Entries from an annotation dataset

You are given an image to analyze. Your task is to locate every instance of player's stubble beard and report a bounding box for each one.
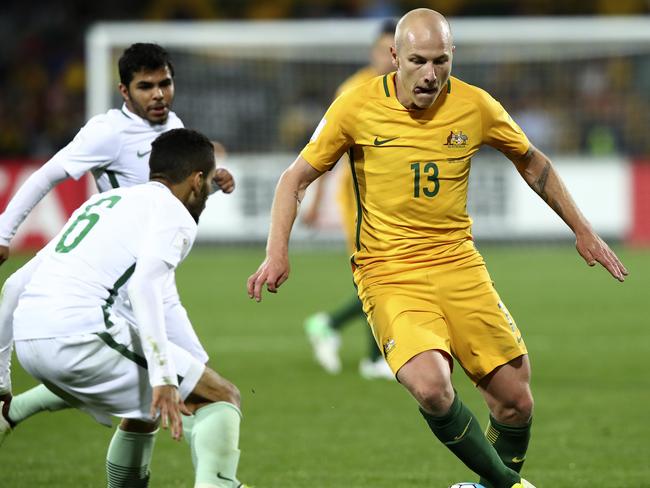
[127,90,171,125]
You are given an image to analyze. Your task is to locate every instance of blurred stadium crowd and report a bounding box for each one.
[0,0,650,159]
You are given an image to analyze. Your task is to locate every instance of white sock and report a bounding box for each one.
[191,402,241,488]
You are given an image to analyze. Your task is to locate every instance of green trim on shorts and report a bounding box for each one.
[94,332,184,386]
[102,263,135,329]
[96,332,148,369]
[348,148,361,254]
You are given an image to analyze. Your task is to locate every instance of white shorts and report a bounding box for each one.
[15,323,205,425]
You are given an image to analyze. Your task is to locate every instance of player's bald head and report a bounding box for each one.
[395,8,453,55]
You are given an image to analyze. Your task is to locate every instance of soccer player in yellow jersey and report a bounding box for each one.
[248,9,627,488]
[302,19,396,379]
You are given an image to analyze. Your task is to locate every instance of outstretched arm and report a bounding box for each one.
[510,146,628,281]
[0,160,68,264]
[247,156,322,302]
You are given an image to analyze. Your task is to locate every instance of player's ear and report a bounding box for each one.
[117,83,130,102]
[190,171,205,195]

### Description of the task
Write out every one of the records above word for word, leaving out the picture.

### Exercise solution
You are given an image to analyze. Your task is to locate every instance of player's stubble beard and report a bounding box for each one.
[127,90,171,125]
You are given an image to analyze. Your task is to locate every instance of blurred stadium crowd and report a bounding box for each one.
[0,0,650,159]
You are given an image to analyze. Your task is to locate every instance of white sock and report a bounding box for each one.
[191,402,241,488]
You are given an image to analyze. Your task is to locate every instance of green trim on shorts and report a bounding box for each one.
[94,332,184,386]
[102,263,135,329]
[96,332,148,369]
[348,148,361,254]
You are given an image to analyze. Your task is to locate every instance of white shorts and report a bounding box for each one.
[15,323,205,425]
You are given an image to analyze. Your task is to locate every instance of player's bald head and report a bounding box for each one.
[395,8,453,55]
You are given an image to analyze. Your task is to locate every instance of soccer player in yellow jersey and report a bounding box for each one.
[248,9,627,488]
[302,19,396,379]
You are given an image to analyze. Your task is to locate every instance of outstretched arm and report a bounding box for each one.
[510,146,628,281]
[0,160,68,264]
[247,156,322,302]
You are given an image to analyze. Your task is to locate every instance of player's ear and report a bounding box for each one.
[117,83,130,102]
[190,171,205,195]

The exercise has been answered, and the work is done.